## WHAT TO WORK ON
Reproduce the entries shown below only from the line with "For each instance of the stone sphere" down to the line with "For each instance of the low", keeping both end lines and copying each one exactly.

─── DATASET CONTENT

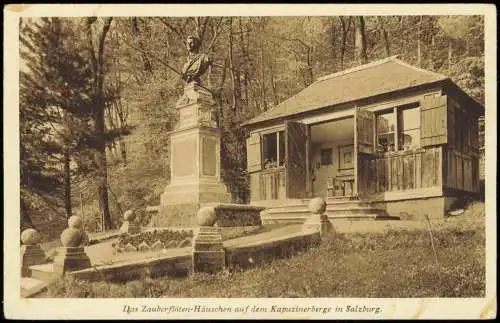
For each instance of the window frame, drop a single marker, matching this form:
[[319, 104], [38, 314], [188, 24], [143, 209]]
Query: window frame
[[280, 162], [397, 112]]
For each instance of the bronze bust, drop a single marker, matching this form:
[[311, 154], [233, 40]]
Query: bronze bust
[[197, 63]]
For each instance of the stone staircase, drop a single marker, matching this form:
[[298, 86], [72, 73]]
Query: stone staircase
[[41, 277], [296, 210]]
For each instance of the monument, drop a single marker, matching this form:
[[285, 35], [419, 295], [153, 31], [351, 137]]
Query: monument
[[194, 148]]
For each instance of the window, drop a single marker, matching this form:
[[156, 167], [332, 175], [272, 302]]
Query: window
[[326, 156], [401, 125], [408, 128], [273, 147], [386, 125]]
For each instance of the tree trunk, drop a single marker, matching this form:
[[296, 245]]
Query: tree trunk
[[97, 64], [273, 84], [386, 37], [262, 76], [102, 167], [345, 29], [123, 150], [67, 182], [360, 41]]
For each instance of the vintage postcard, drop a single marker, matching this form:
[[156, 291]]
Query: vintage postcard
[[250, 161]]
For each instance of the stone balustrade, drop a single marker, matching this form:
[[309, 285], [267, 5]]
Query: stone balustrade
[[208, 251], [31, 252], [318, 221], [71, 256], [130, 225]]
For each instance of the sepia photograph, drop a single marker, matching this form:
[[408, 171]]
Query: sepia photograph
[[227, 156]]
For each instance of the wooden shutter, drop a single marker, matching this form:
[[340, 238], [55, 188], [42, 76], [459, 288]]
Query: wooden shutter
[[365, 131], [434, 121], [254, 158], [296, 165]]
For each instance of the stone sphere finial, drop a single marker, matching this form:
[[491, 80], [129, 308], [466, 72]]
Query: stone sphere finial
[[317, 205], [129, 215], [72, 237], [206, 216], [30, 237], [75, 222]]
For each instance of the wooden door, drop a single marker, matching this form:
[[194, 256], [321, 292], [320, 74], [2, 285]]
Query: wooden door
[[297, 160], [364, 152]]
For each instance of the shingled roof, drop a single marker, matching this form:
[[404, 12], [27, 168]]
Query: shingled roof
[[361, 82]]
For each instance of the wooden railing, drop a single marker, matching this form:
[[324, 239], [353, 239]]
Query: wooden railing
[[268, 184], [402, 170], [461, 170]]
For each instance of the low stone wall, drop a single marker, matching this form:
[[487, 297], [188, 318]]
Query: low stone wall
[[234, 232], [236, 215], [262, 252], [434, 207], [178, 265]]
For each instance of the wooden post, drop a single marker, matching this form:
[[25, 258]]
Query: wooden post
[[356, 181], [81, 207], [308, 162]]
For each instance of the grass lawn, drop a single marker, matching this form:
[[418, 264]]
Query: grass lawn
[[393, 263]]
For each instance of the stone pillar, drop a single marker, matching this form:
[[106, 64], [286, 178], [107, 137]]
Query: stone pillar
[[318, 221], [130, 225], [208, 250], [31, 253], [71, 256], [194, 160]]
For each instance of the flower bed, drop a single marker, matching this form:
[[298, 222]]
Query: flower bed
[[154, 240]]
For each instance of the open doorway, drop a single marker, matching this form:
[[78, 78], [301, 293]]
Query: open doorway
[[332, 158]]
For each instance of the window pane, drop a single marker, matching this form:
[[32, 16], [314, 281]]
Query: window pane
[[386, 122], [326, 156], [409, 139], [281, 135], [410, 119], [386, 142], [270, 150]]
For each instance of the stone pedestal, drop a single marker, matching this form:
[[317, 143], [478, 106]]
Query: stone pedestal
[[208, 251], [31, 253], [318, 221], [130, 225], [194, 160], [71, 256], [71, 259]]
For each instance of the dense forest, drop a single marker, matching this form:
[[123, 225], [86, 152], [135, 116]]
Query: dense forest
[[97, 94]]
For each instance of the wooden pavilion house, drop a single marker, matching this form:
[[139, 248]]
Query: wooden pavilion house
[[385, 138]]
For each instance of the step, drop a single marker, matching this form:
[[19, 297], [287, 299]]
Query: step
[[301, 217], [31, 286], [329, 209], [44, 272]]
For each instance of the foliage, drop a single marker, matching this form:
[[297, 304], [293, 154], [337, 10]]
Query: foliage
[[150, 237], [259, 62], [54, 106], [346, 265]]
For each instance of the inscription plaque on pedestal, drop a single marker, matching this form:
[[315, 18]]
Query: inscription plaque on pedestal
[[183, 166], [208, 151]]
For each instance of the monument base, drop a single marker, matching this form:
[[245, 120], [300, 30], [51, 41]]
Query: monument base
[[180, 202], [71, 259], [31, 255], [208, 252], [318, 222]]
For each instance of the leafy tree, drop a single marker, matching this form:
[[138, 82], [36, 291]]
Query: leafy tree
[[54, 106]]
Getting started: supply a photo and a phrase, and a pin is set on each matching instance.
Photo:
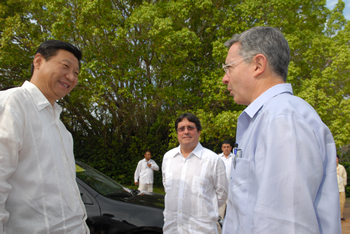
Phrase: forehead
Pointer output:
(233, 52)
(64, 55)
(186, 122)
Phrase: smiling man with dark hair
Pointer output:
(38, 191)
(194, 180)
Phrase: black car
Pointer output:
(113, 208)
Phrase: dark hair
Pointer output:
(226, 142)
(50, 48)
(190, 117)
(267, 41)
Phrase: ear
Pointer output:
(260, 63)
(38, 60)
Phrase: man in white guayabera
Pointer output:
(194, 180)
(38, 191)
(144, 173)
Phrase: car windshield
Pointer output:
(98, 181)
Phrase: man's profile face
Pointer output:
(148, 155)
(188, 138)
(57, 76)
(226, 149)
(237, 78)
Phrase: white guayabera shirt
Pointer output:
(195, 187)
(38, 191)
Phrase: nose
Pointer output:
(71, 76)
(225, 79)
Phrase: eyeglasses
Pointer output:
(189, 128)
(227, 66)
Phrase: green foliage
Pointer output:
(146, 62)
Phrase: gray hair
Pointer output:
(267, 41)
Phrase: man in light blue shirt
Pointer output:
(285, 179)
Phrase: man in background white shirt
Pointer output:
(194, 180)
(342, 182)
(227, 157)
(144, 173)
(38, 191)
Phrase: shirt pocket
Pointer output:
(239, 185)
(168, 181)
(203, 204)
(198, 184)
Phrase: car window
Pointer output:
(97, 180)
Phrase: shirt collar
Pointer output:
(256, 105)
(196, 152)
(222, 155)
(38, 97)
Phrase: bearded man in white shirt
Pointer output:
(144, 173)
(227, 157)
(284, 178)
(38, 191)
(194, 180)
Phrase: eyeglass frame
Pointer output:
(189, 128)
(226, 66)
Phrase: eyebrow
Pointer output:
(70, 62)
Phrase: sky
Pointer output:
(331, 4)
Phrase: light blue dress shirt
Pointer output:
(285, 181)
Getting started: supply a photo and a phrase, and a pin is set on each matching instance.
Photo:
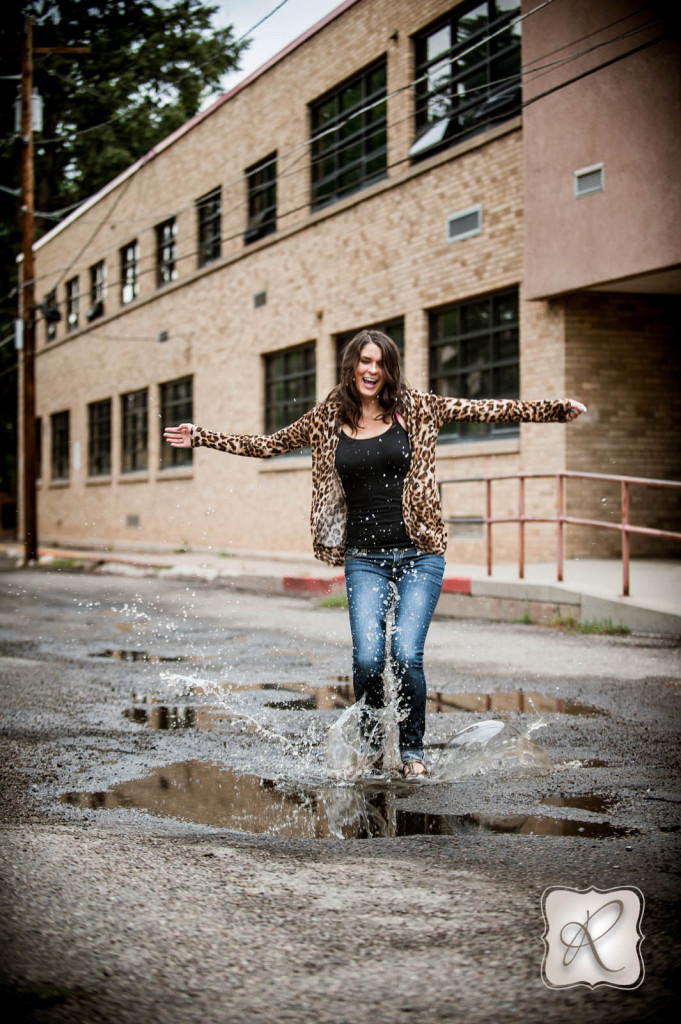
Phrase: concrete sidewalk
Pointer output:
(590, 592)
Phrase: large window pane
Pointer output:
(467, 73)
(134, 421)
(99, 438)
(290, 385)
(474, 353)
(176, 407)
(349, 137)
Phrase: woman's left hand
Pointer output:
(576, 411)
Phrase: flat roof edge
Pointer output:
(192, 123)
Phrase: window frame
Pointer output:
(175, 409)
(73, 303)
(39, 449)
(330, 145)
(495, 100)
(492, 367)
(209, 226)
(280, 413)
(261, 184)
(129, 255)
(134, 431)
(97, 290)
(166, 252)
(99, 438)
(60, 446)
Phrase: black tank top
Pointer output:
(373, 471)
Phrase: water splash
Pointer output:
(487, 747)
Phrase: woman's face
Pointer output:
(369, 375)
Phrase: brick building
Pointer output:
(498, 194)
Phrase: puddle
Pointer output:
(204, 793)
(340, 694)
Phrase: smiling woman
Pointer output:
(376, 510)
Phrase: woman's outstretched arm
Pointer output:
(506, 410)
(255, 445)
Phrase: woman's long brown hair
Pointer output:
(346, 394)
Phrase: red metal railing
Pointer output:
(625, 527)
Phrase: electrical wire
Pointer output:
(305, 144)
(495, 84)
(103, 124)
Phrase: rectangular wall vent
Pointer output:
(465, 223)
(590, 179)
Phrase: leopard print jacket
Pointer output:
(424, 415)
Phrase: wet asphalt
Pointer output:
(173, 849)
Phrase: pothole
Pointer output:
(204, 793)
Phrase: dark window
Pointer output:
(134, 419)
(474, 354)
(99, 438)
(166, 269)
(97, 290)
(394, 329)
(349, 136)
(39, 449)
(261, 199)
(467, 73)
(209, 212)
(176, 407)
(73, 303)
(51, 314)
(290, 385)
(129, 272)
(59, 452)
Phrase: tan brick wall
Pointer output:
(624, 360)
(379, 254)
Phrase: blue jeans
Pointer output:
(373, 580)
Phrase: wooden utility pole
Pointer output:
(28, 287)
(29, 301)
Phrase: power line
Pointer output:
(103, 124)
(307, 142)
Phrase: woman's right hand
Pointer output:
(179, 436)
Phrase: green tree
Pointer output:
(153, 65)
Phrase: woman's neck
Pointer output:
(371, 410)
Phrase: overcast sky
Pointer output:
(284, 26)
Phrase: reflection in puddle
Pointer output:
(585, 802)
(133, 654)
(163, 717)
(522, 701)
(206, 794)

──────
─── DATASET CONTENT

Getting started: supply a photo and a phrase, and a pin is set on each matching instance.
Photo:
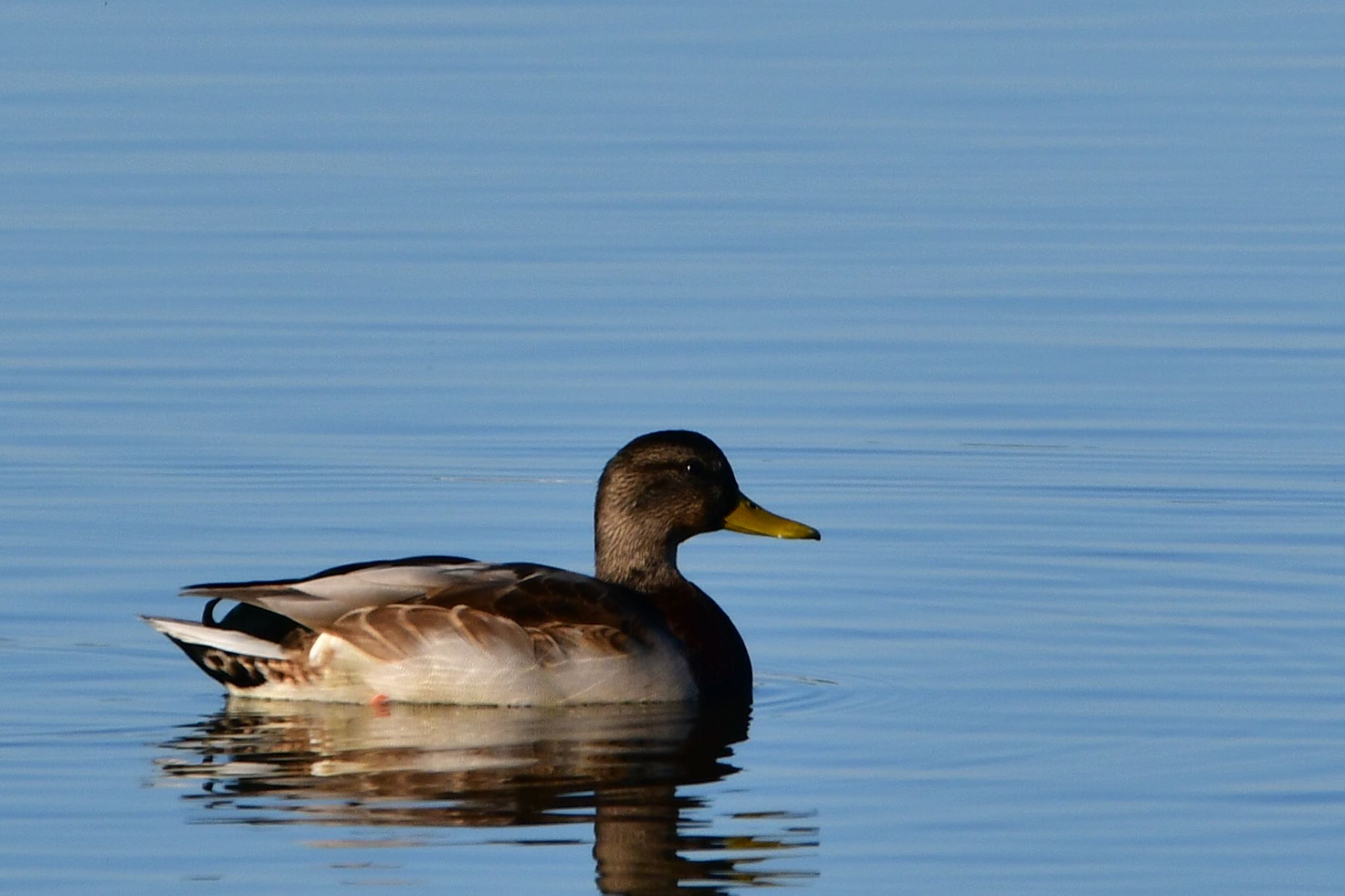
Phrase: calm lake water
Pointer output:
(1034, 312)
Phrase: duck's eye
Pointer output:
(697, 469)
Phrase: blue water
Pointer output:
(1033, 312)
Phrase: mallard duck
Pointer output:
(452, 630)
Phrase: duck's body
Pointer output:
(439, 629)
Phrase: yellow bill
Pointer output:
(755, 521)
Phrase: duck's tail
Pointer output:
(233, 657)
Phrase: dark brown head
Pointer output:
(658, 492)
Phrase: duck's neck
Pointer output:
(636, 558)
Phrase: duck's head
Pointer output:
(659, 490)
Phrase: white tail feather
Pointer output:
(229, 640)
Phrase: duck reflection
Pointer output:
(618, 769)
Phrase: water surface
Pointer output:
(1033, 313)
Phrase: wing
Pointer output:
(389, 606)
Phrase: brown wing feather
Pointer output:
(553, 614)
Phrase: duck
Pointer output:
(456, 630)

──────

## ANSWER TO THE EXERCISE
For each instance of the stone sphere finial, drop a single marker, matching this form:
[[491, 80], [129, 308], [466, 72]]
Query: stone sphere finial
[[317, 205], [129, 215], [72, 237], [206, 216], [30, 237], [75, 222]]
For each instance of the wooden door, drop a single marker, matching this form:
[[194, 256], [321, 292], [320, 74], [2, 285]]
Query: wooden door
[[297, 160], [364, 152]]
For each instance of the shingled roof, drop a single marker, matching this form:
[[404, 12], [27, 168]]
Query: shingled roof
[[361, 82]]
For each instance of the wooden railing, drop a single marker, matching this form:
[[324, 239], [353, 239]]
Query: wooden railing
[[268, 184], [402, 170], [461, 170]]
For each instance of the low stone wall, drop a single marker, matching this form:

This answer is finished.